### Pointing dataset records:
*-*-*

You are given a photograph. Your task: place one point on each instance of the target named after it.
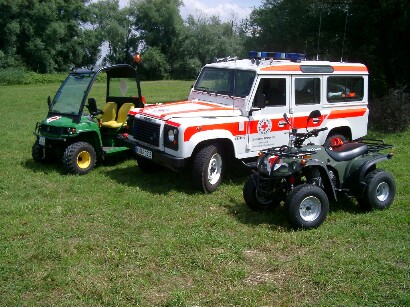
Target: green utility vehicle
(78, 131)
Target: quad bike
(77, 133)
(305, 177)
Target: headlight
(171, 137)
(272, 165)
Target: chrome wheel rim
(382, 191)
(310, 208)
(214, 168)
(84, 159)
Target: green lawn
(120, 237)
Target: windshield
(70, 95)
(230, 82)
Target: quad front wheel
(307, 206)
(79, 158)
(208, 168)
(379, 192)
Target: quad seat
(347, 151)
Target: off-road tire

*-*-*

### GOAL:
Render every line of the records above as a numbered list, skipping blank lines and leaving out the pictures.

### TASK SOLUTION:
1. You are given a photograph. Your task: place one point on each instance of the target named after it.
2. Target: green utility vehicle
3. (78, 131)
4. Target: quad bike
5. (77, 133)
6. (305, 177)
7. Target: headlight
8. (171, 137)
9. (272, 165)
10. Target: chrome wheel rim
11. (382, 191)
12. (310, 208)
13. (214, 168)
14. (84, 159)
15. Target: green lawn
16. (120, 237)
17. Target: windshield
18. (70, 95)
19. (230, 82)
20. Target: quad front wheel
21. (307, 206)
22. (79, 158)
23. (208, 168)
24. (379, 192)
25. Target: quad seat
26. (347, 151)
27. Target: off-road tire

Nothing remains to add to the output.